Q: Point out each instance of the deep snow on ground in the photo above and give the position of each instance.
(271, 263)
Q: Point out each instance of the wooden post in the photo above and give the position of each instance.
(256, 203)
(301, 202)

━━━━━━━━━━

> EXERCISE:
The reply should be a precise retyping of all the data.

> SOLUTION:
Q: Point out each instance of the deep snow on ground in the photo above and give the position of each instance.
(271, 263)
Q: Point out each instance of the wooden post in the photo above and give the position of each instance.
(256, 203)
(301, 202)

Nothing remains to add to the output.